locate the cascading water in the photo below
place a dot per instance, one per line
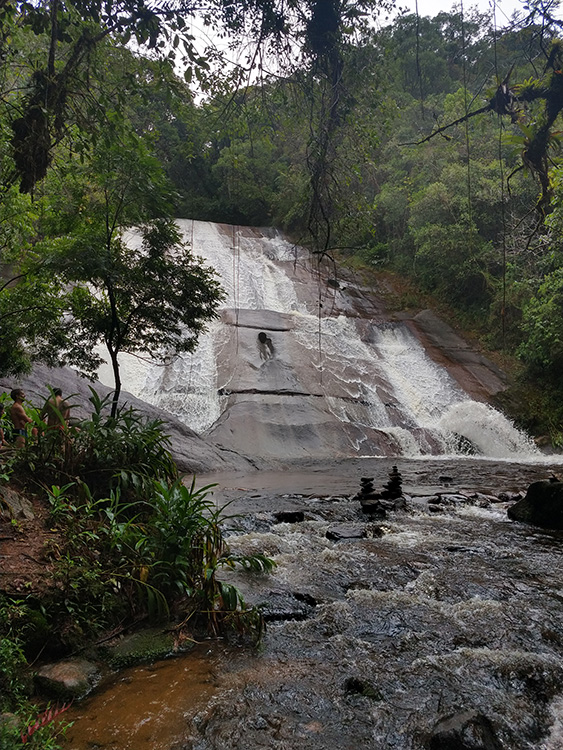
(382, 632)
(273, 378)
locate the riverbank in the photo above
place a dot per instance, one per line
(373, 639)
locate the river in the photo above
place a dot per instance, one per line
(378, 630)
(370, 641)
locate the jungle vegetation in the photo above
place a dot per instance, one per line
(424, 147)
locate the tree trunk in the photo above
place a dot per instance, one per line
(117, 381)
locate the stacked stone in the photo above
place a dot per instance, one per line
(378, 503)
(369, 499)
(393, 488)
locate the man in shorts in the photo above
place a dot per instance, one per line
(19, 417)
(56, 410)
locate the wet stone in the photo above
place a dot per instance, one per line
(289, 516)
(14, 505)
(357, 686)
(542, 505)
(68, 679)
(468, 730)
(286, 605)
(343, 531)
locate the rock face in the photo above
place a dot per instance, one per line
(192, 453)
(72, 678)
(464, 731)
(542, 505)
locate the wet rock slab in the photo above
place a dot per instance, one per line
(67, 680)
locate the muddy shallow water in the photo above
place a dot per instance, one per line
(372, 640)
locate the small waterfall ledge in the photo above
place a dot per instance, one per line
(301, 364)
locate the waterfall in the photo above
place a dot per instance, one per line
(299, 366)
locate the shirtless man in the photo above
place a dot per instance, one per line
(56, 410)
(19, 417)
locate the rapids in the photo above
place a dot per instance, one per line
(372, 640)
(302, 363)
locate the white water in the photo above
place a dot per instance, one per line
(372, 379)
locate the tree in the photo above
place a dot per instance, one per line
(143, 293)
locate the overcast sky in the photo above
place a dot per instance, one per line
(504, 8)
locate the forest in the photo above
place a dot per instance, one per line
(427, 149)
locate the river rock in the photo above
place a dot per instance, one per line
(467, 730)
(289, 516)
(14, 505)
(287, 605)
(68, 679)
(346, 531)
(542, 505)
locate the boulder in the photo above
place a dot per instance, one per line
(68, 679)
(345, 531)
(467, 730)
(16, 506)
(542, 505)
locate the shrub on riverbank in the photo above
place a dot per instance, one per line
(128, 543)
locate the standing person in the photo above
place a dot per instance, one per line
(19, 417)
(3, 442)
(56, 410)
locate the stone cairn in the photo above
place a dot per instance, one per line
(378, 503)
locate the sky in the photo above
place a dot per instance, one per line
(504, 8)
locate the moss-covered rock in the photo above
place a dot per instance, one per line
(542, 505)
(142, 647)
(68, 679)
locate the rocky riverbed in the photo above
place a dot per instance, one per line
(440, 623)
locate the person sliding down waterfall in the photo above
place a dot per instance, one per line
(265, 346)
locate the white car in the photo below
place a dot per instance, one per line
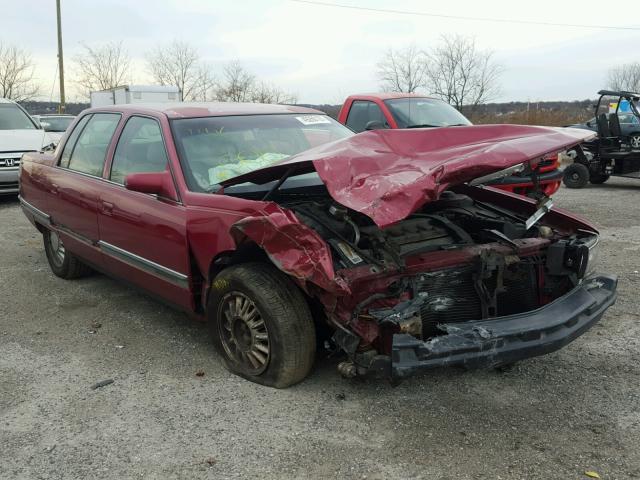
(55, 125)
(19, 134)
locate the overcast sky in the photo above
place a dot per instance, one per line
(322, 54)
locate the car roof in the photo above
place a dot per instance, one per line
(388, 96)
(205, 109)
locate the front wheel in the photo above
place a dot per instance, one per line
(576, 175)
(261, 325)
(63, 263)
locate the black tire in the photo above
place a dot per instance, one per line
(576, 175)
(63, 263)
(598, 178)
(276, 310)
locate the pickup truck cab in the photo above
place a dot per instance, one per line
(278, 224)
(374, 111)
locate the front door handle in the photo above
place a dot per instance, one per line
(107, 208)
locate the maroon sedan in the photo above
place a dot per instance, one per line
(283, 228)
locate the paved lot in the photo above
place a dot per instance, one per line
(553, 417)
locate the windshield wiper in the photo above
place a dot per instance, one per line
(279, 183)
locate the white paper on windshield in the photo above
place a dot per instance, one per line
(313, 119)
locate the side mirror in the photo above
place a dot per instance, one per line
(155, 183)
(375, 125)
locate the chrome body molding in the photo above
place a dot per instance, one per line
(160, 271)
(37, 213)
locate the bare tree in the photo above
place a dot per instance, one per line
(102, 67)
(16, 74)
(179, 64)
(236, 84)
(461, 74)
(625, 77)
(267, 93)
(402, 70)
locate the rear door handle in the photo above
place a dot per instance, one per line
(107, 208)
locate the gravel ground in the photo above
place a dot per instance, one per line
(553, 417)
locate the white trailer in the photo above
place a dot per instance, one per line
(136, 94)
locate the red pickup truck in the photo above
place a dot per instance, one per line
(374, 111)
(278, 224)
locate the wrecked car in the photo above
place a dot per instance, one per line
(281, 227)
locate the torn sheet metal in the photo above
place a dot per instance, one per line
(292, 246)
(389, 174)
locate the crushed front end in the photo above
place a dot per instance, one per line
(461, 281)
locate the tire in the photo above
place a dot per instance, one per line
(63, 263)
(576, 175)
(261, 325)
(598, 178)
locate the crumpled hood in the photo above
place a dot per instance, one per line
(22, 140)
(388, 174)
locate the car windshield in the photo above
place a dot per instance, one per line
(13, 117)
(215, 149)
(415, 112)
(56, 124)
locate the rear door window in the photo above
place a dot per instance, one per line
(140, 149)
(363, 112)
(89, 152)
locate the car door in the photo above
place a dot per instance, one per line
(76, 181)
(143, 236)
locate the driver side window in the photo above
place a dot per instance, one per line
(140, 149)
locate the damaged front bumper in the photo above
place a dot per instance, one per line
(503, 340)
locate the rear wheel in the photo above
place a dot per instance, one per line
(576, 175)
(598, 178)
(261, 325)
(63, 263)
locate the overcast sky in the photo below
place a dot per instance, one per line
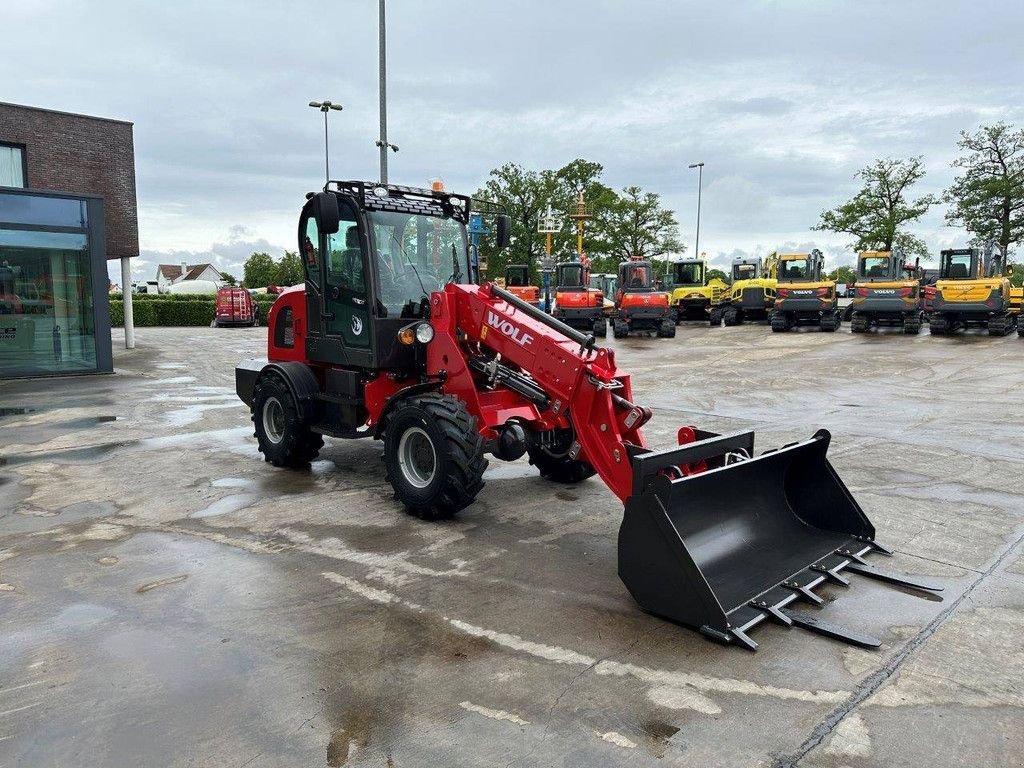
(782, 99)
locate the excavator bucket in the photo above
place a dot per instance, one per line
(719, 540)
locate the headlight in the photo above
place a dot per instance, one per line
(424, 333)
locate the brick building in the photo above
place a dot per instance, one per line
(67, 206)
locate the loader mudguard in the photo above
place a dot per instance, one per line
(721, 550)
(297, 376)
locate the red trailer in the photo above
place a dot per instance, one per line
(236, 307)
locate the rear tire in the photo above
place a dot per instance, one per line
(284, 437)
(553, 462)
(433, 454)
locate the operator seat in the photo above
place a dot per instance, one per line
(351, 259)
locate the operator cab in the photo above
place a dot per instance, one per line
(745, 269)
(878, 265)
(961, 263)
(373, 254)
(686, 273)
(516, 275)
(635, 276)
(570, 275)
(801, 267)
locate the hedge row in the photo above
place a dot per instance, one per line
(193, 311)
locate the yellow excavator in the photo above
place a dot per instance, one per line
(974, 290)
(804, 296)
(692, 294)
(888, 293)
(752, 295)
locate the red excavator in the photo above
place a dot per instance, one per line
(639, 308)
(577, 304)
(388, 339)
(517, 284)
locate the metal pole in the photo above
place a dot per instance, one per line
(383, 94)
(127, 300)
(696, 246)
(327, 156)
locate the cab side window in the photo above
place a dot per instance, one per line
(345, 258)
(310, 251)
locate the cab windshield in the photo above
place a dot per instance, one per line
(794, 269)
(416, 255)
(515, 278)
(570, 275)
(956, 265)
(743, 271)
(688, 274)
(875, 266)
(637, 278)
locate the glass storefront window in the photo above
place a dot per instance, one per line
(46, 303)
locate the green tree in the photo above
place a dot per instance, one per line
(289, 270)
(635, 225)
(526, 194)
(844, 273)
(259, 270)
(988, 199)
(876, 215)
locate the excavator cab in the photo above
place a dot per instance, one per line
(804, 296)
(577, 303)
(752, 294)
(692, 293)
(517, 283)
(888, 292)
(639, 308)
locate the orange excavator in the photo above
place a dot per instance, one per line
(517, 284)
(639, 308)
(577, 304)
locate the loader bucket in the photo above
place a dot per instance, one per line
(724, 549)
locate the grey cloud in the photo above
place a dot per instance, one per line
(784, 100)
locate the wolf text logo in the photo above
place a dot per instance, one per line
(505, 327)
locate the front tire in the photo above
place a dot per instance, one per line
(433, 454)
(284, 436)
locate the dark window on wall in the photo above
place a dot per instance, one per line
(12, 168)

...

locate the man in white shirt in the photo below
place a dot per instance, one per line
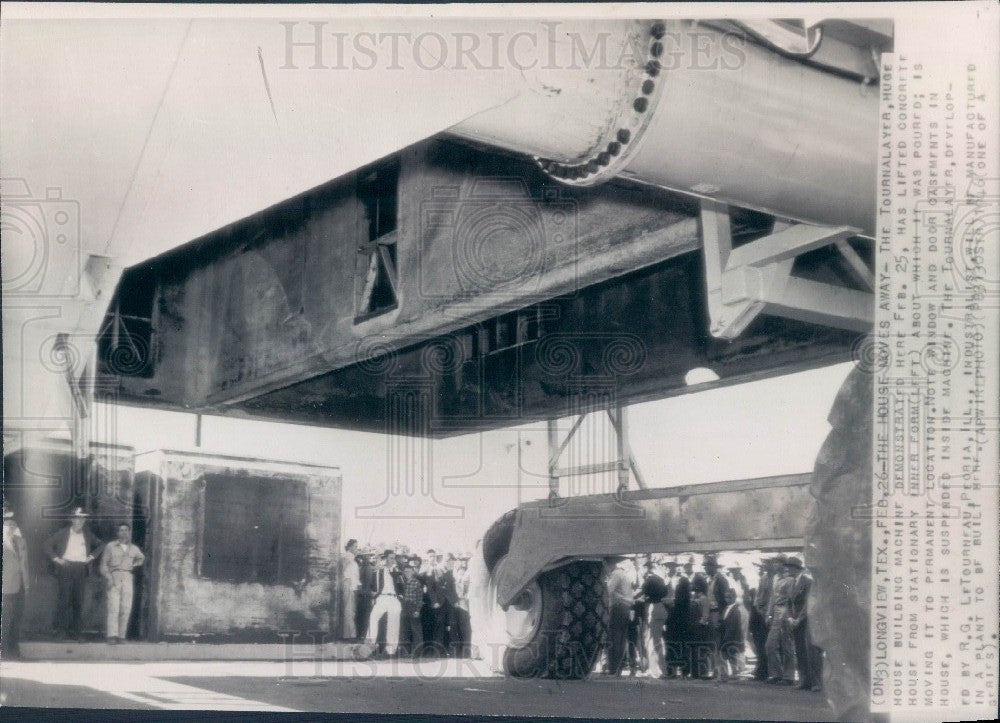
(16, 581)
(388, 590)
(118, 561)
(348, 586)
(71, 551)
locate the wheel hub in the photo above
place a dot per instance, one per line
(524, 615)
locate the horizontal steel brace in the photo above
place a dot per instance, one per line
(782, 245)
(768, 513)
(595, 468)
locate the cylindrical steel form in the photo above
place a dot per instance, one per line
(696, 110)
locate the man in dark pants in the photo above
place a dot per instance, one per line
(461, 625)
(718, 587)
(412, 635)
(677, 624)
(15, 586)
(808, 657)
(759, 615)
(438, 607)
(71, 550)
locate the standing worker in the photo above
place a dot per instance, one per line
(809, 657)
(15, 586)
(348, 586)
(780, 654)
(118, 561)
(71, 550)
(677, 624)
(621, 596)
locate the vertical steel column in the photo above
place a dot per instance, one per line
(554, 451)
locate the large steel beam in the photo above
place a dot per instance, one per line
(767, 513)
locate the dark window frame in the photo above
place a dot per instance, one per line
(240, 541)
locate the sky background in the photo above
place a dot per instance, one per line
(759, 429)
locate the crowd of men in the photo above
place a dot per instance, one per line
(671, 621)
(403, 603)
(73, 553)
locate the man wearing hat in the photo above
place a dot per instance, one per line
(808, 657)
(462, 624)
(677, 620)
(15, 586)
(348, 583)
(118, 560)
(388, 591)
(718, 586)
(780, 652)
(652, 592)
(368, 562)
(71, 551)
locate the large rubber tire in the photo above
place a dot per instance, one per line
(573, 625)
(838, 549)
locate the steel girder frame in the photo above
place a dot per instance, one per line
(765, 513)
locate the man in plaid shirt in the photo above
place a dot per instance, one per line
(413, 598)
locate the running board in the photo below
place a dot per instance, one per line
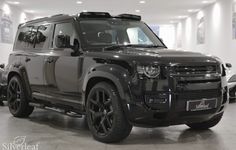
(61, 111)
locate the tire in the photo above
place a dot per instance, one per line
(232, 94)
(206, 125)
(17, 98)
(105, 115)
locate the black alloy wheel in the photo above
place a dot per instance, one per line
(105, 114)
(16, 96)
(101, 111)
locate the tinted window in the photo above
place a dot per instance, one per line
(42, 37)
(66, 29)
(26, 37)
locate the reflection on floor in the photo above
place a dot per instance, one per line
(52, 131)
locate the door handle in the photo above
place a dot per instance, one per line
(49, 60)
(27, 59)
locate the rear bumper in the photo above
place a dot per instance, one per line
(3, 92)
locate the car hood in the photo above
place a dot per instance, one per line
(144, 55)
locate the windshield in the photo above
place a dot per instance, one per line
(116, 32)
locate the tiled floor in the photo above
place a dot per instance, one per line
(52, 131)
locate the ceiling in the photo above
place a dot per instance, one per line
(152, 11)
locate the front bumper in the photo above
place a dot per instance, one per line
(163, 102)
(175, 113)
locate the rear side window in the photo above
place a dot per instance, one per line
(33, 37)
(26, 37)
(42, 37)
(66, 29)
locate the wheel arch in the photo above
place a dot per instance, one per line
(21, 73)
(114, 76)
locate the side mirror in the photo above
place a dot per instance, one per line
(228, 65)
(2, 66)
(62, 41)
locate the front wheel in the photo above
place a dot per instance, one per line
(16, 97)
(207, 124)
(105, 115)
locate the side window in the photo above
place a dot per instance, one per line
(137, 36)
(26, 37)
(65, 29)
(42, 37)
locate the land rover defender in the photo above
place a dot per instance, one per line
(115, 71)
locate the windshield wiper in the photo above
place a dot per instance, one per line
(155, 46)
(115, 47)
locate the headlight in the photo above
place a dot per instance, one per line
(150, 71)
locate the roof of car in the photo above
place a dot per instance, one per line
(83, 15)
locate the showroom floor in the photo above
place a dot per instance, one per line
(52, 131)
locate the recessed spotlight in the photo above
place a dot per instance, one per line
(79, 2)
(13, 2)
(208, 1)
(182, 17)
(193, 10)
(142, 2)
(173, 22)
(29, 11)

-- Given problem --
Count the lines in the records that contain the word "steel". Reply with the number alone.

-- Right answer --
5